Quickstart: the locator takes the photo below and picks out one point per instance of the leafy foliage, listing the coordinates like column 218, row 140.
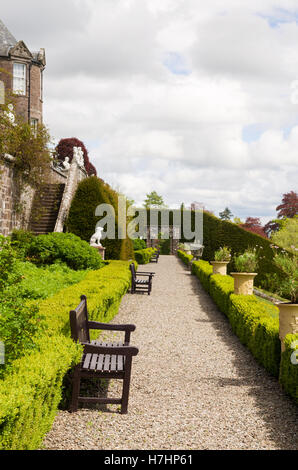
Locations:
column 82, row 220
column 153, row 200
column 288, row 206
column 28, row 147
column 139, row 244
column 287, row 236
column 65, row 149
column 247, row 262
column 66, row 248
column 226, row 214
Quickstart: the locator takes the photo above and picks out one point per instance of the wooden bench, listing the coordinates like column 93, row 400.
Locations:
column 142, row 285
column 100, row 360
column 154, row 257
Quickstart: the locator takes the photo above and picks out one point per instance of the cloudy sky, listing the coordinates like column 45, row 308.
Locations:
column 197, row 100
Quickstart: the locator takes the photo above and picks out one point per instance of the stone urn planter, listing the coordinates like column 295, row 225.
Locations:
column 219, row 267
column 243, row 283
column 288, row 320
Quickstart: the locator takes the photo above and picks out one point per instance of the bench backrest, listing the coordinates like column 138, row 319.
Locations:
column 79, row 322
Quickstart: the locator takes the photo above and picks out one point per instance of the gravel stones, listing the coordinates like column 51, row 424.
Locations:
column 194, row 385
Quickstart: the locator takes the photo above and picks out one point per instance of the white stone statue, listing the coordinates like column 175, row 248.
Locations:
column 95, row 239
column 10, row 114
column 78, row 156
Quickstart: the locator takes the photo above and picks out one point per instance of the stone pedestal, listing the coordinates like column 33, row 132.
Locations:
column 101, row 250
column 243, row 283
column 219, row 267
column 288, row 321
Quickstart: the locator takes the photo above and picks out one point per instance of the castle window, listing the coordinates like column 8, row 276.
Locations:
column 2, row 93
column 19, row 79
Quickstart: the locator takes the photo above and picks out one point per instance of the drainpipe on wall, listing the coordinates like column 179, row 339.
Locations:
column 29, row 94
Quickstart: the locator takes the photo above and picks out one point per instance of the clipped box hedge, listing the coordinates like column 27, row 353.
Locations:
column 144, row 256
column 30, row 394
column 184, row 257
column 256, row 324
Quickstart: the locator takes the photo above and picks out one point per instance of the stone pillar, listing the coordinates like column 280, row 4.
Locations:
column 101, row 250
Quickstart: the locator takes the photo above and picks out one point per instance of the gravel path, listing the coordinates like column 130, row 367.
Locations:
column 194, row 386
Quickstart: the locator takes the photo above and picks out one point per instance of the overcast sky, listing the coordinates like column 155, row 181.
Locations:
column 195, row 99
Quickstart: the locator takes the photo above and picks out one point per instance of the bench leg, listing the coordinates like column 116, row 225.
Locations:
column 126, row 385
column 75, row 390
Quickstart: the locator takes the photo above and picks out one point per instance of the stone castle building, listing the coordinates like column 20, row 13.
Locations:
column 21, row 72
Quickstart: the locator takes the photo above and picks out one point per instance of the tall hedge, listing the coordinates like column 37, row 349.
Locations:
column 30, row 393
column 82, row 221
---
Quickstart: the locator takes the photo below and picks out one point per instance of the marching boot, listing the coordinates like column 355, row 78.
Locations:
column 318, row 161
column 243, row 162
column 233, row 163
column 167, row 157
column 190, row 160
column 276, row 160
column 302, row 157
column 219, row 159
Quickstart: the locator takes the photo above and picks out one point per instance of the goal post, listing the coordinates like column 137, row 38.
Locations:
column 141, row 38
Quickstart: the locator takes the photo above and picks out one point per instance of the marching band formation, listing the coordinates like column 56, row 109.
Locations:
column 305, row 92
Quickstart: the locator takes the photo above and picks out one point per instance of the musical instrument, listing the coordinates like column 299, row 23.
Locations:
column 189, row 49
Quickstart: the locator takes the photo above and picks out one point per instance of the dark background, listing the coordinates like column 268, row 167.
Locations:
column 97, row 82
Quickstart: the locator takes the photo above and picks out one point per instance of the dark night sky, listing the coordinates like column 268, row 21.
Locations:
--
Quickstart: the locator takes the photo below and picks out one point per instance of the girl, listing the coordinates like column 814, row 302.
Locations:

* WRITTEN TASK: Return, unchanged, the lines above starting at the one containing "179, row 339." and ending at the one containing "column 82, row 221". Include both of those lines.

* EXERCISE RESPONSE:
Quickstart: the locator takes the photo above and picks out one point per instance of the drainpipe on wall, listing the coordinates like column 179, row 339.
Locations:
column 29, row 94
Quickstart: the locator takes the photo above and picks out one point per instance of the clipped box hedge, listing the coordinates like column 27, row 353.
Locations:
column 144, row 256
column 30, row 394
column 184, row 257
column 256, row 324
Quickstart: the locator takes the photo above and picks out one point per instance of the stone pillar, listing the coordinates like column 280, row 4.
Locations:
column 101, row 250
Quickstart: the locator takes the photo above and picks out one point per instance of the gravel path, listing the coordinates like column 130, row 367.
Locations:
column 194, row 386
Quickstart: the locator takes the photo above and picks out one point per instance of the overcast sky, listing the coordinates like column 155, row 181.
Locations:
column 195, row 99
Quickstart: the locator takes the photo above and picks out one point per instance of the bench leg, listing the coordinates like column 116, row 225.
Locations:
column 126, row 385
column 75, row 390
Quickstart: the locator takes the photo above and picks out one point per instance of the stone castle building, listing the coordinates like column 20, row 13.
Locations:
column 21, row 72
Quickstart: the locator takes the photo above and picks out one point per instance of the tall hedge, listing the coordinates like column 37, row 349.
Locations:
column 30, row 393
column 82, row 221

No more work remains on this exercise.